[EXTRACT TO READ — start]

Octopuses don’t have backbones, or ‘humane’ rights

As researchers are more often working with cephalopods to answer questions in neuroscience and other fields, the matter of whether they’re treating the animals humanely is becoming more pressing.
Representative Image
Representative Image

Lab rats have rights. Before researchers in the United States can experiment on the animals, they need approval from committees that ensure they follow federal regulations for housing and handling the creatures humanely. The same is true of scientists working with mice, monkeys, fish or finches. These protected animals share one thing in common: a backbone. But invertebrates in research labs, including worms and bees or cephalopods like squid and octopuses, do not receive the same protections from the federal government. As researchers are more often working with cephalopods to answer questions in neuroscience and other fields, the matter of whether they’re treating the animals humanely is becoming more pressing.

Governments in Europe and Australia have written these smart, spineless animals into their laws. But in the United States, “If you were in a research setting, and you wanted to buy some octopuses and do whatever you wanted to do with them, there is no regulatory oversight to stop you,” said Robyn Crook, a neuroscientist at San Francisco State University.

That’s not to say cephalopod research is the wild west. American research institutions are increasingly opting to subject their cephalopod studies to the same approval process as experiments on mice or other vertebrates. But the lack of cephalopod care standards to guide their decisions, combined with the lack of federal oversight to back them up, reflects how rules and laws are lagging behind scientific understanding of these animals’ complex inner lives. Like a lab rat, an octopus can learn to navigate a maze. Octopuses can also perform clever feats that rats can’t, such as disguising themselves as rocks and snakes, breaking out of their tanks or hiding inside coconut shells.

[EXTRACT TO READ — finish]
[SUPPLIED INFORMATION — start]

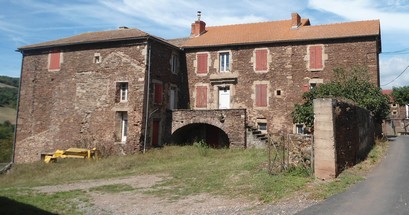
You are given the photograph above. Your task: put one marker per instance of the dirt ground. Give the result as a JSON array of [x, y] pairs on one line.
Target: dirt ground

[SUPPLIED INFORMATION — finish]

TO DO ::
A - According to the octopus article, at which university does neuroscientist Robyn Crook work?
B - Print everything in the octopus article from "Governments in Europe" down to "Francisco State University.".

ANSWERS GIVEN ::
A - San Francisco State University

B -
Governments in Europe and Australia have written these smart, spineless animals into their laws. But in the United States, “If you were in a research setting, and you wanted to buy some octopuses and do whatever you wanted to do with them, there is no regulatory oversight to stop you,” said Robyn Crook, a neuroscientist at San Francisco State University.